▶ **TASK DIRECTIONS**
Set down all of the entries below word for word, with the pictures left out.
TASK INPUTS: Begin
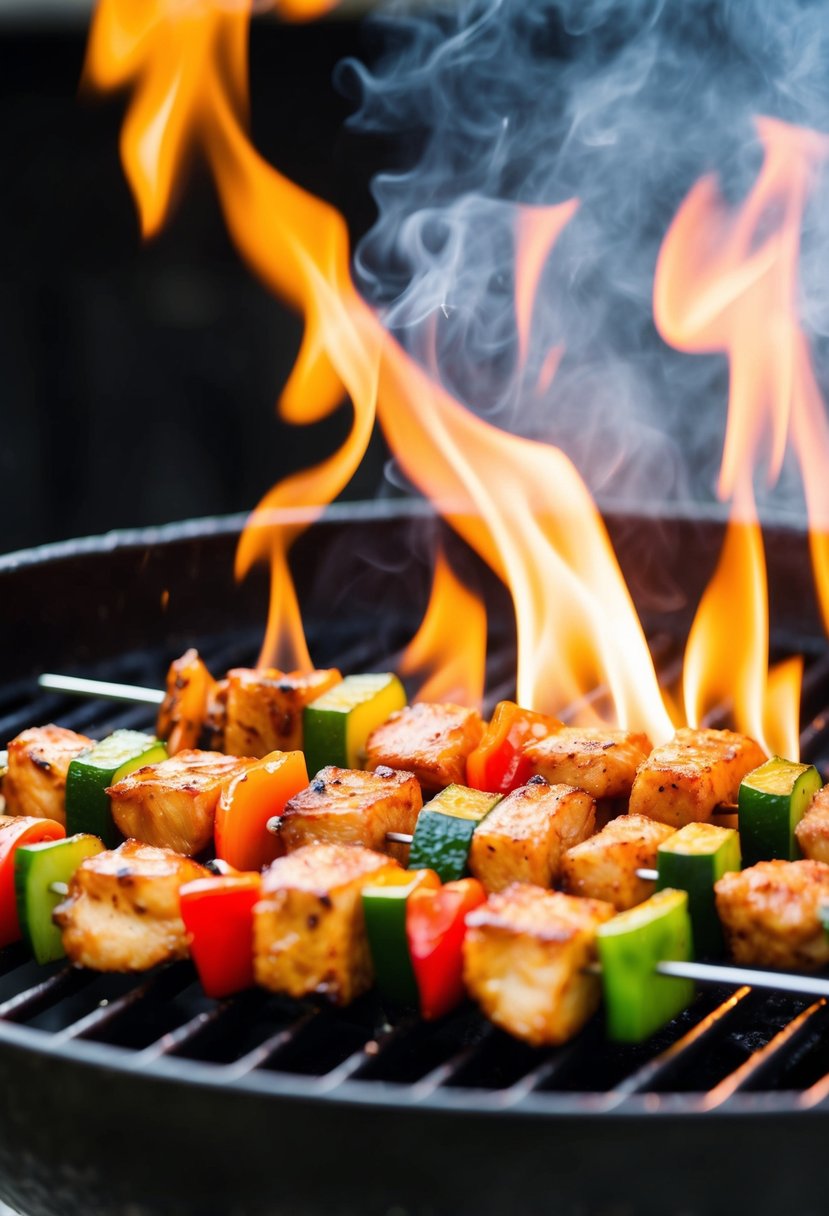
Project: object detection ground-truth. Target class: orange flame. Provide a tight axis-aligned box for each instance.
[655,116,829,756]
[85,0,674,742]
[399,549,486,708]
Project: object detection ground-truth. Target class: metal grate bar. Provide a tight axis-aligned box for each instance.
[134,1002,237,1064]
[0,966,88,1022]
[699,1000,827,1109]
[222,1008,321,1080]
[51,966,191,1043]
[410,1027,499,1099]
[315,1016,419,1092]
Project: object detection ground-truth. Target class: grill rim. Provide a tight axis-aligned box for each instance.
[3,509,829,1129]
TASK INPUTS: End
▶ **OUTPUT**
Project: object detection ground-truth. Target class: orange flame. Provide a tight axis-aligned box for each instance.
[655,116,829,756]
[85,0,674,742]
[399,549,486,708]
Project: object detection ground-truth. Target class: metal grate bar. Provide a tight axis-aligned box for each instance.
[134,1002,237,1064]
[0,966,88,1022]
[699,1000,827,1109]
[222,1008,321,1080]
[51,966,191,1043]
[410,1027,499,1099]
[315,1016,419,1092]
Project: object detection ground-truth. Target class: grill rim. Provide a tight axis-aligned box for each instance.
[3,509,829,1129]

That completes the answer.